Aim of the task ::
Please print the records below exactly as they are written.

Saved data entries
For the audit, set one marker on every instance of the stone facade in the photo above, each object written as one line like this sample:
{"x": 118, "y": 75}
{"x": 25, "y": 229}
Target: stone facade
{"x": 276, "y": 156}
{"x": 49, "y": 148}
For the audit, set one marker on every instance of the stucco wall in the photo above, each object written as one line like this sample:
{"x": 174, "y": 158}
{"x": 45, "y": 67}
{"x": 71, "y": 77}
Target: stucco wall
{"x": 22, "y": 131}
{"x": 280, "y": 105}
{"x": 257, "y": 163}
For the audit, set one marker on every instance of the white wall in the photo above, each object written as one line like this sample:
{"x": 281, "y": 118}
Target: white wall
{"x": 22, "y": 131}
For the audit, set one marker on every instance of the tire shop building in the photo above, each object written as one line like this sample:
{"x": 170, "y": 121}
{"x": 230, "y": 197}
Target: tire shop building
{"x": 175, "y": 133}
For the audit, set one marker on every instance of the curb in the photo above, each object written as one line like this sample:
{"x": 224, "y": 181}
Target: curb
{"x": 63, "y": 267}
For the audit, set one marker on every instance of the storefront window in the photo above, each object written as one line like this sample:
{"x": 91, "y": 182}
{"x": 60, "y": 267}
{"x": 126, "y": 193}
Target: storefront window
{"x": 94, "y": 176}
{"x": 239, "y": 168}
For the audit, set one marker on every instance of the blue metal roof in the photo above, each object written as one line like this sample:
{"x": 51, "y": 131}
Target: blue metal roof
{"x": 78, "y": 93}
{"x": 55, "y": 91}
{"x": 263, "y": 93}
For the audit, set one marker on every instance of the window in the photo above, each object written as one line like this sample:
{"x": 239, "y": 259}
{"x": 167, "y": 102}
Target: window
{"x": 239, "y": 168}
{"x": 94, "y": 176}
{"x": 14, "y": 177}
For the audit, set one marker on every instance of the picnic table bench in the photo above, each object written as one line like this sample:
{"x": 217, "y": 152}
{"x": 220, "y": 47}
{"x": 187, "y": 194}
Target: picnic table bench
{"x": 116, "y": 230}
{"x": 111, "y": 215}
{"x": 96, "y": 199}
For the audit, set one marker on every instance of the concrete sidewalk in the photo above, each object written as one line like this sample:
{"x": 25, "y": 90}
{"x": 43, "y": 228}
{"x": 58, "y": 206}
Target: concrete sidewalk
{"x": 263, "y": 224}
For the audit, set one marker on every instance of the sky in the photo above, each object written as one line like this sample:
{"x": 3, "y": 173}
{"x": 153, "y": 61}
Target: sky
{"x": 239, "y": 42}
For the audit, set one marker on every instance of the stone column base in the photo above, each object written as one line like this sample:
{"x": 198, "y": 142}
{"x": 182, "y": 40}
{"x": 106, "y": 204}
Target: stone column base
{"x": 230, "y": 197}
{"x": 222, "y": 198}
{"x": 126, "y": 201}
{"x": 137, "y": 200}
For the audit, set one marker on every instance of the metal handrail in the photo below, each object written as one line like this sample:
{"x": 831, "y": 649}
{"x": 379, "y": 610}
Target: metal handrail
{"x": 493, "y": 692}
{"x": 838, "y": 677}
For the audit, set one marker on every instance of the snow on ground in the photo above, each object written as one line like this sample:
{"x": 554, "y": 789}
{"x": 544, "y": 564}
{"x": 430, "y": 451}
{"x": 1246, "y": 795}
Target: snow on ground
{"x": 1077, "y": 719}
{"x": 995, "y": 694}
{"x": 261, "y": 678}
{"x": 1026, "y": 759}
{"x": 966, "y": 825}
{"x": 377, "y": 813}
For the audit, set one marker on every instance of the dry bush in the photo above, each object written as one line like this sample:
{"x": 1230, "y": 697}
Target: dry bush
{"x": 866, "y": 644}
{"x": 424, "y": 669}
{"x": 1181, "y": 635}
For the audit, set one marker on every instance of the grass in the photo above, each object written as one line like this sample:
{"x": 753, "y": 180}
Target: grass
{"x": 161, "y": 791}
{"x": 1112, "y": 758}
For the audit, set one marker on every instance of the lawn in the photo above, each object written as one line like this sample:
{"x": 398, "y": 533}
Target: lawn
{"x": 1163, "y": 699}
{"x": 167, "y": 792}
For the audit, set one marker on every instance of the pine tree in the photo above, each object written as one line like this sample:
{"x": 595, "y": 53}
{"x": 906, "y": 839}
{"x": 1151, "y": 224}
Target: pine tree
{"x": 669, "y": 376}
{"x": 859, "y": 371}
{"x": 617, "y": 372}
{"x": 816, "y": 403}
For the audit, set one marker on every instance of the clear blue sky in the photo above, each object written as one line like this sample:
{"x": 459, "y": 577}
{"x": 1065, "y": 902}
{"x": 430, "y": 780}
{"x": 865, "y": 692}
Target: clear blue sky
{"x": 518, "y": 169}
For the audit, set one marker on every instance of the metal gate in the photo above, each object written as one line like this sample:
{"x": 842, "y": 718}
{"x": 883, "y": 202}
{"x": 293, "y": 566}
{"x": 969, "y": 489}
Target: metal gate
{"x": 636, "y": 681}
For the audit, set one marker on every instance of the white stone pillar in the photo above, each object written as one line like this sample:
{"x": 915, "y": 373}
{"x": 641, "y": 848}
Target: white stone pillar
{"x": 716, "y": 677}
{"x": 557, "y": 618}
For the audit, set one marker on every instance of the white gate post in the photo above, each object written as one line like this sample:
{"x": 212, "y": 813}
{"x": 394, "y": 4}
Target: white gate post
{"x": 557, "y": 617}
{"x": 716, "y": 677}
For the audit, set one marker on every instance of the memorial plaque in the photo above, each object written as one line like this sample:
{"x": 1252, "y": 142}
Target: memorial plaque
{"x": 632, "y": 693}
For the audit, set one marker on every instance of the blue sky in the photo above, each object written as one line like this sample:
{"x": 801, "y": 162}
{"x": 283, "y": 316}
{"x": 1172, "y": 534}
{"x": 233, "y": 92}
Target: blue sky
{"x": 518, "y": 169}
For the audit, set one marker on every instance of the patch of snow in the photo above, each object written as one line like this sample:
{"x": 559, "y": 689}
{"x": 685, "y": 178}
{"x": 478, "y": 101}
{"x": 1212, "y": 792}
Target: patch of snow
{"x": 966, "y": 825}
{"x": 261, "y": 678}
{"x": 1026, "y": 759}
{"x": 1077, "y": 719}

Exercise solution ::
For the audit, set one marker on every instance of the stone facade in the photo above, each object written as one line like this sample:
{"x": 118, "y": 75}
{"x": 25, "y": 229}
Target: stone facade
{"x": 276, "y": 156}
{"x": 49, "y": 148}
For the audit, set one marker on every instance of the stucco wall in the photo above, each object written as one line like this sample:
{"x": 174, "y": 158}
{"x": 45, "y": 67}
{"x": 71, "y": 77}
Target: stucco wall
{"x": 22, "y": 131}
{"x": 280, "y": 105}
{"x": 257, "y": 163}
For the audit, set one marker on every instance of the white wall in the photo above, each object written as one line like this sample:
{"x": 281, "y": 118}
Target: white wall
{"x": 22, "y": 131}
For the audit, set one marker on every instance of the tire shop building in the photo above, each object written as one line like this sample:
{"x": 170, "y": 121}
{"x": 230, "y": 197}
Target: tire shop building
{"x": 175, "y": 133}
For the audit, set one marker on every instance of the curb in the photo above, each object written as one line like this sample:
{"x": 224, "y": 181}
Target: curb
{"x": 63, "y": 267}
For the audit, set one marker on every instance of the storefront window in the photo above, each object written as one line like this sample:
{"x": 91, "y": 182}
{"x": 60, "y": 267}
{"x": 126, "y": 193}
Target: storefront window
{"x": 94, "y": 176}
{"x": 239, "y": 168}
For the audit, set one marker on every instance of the blue metal roof in the photo above, each object written as one line like this sample:
{"x": 51, "y": 131}
Target: blue metal roof
{"x": 78, "y": 93}
{"x": 55, "y": 91}
{"x": 263, "y": 93}
For the audit, set one marker on every instance of the window in the photo above, each object written as one line like this sample:
{"x": 239, "y": 259}
{"x": 167, "y": 102}
Target: window
{"x": 239, "y": 168}
{"x": 94, "y": 176}
{"x": 14, "y": 177}
For the audit, set one marker on every instance of the picnic table bench in the photo above, each object written as one line like this sample:
{"x": 217, "y": 152}
{"x": 220, "y": 47}
{"x": 187, "y": 194}
Target: picnic table bench
{"x": 116, "y": 230}
{"x": 111, "y": 215}
{"x": 96, "y": 199}
For the audit, set one marker on every instance of the concrete sidewalk in the photo above, each object written as one line like this sample:
{"x": 25, "y": 90}
{"x": 43, "y": 228}
{"x": 58, "y": 206}
Target: concrete sidewalk
{"x": 263, "y": 224}
For the audit, set one marker on every instance of the sky in the photo above, each object written as one line like this sample:
{"x": 3, "y": 173}
{"x": 153, "y": 61}
Target: sky
{"x": 239, "y": 42}
For the audit, set one marker on every instance of the stone column base in the photo above, each object written as one line like this sample:
{"x": 198, "y": 142}
{"x": 182, "y": 40}
{"x": 106, "y": 204}
Target: stone column base
{"x": 230, "y": 197}
{"x": 222, "y": 198}
{"x": 126, "y": 201}
{"x": 137, "y": 200}
For the audit, set one marker on every instance of the metal handrail in the photo below, each object written as one line like this sample:
{"x": 831, "y": 649}
{"x": 379, "y": 610}
Target: metal handrail
{"x": 493, "y": 692}
{"x": 838, "y": 677}
For the audit, set one marker on every instance of the snow on ground in the photo above, each object written as one line like this sample:
{"x": 554, "y": 789}
{"x": 544, "y": 564}
{"x": 430, "y": 451}
{"x": 1246, "y": 795}
Target: snow on ground
{"x": 1077, "y": 719}
{"x": 995, "y": 694}
{"x": 261, "y": 678}
{"x": 1026, "y": 759}
{"x": 966, "y": 825}
{"x": 377, "y": 813}
For the audit, set one marker on every instance of the dry bush in the photo above, each object written as one line like this sample:
{"x": 1230, "y": 697}
Target: dry bush
{"x": 866, "y": 644}
{"x": 424, "y": 669}
{"x": 1181, "y": 635}
For the audit, set one marker on every instance of the grass in the photo above, each object written as one line like this sample:
{"x": 753, "y": 180}
Target: grass
{"x": 161, "y": 791}
{"x": 1112, "y": 758}
For the audit, set one marker on every instance of the lawn in the photo above, each object written as one line like this sample:
{"x": 398, "y": 533}
Target: lawn
{"x": 1163, "y": 699}
{"x": 167, "y": 792}
For the audit, set one marker on every instance of the pine tree in the photo above, each object written as one line like this sample:
{"x": 595, "y": 53}
{"x": 906, "y": 839}
{"x": 1151, "y": 224}
Target: pine tree
{"x": 669, "y": 376}
{"x": 859, "y": 371}
{"x": 617, "y": 372}
{"x": 816, "y": 403}
For the audit, set one marker on every instance of the clear blue sky in the photo above, each object written as one line like this sample:
{"x": 459, "y": 577}
{"x": 1065, "y": 902}
{"x": 430, "y": 780}
{"x": 865, "y": 692}
Target: clear blue sky
{"x": 518, "y": 169}
For the audit, set one marker on every instance of the metal gate in the photo above, each object written as one line like this sample:
{"x": 842, "y": 718}
{"x": 883, "y": 202}
{"x": 293, "y": 566}
{"x": 969, "y": 489}
Target: metal gate
{"x": 636, "y": 681}
For the audit, set one marker on every instance of the white stone pillar in the photo above, each object written as one line like this sample:
{"x": 915, "y": 373}
{"x": 641, "y": 848}
Target: white stone pillar
{"x": 716, "y": 677}
{"x": 557, "y": 618}
For the audit, set one marker on every instance of the white gate post in the photo above, each object written as one line like this sample:
{"x": 212, "y": 813}
{"x": 394, "y": 4}
Target: white gate post
{"x": 557, "y": 617}
{"x": 716, "y": 677}
For the audit, set one marker on every instance of the memorial plaque in the photo above, each object written as one line like this sample:
{"x": 1252, "y": 142}
Target: memorial plaque
{"x": 632, "y": 693}
For the audit, set one marker on every instance of the blue sky in the photo above, each object written as one line like this sample:
{"x": 801, "y": 162}
{"x": 283, "y": 316}
{"x": 1172, "y": 534}
{"x": 233, "y": 92}
Target: blue sky
{"x": 518, "y": 169}
For the audit, set one marker on every instance of the patch of snow in the photo above, each object written as one line like this sample:
{"x": 559, "y": 689}
{"x": 685, "y": 178}
{"x": 478, "y": 101}
{"x": 1212, "y": 792}
Target: patch of snow
{"x": 966, "y": 825}
{"x": 261, "y": 678}
{"x": 1026, "y": 759}
{"x": 1077, "y": 719}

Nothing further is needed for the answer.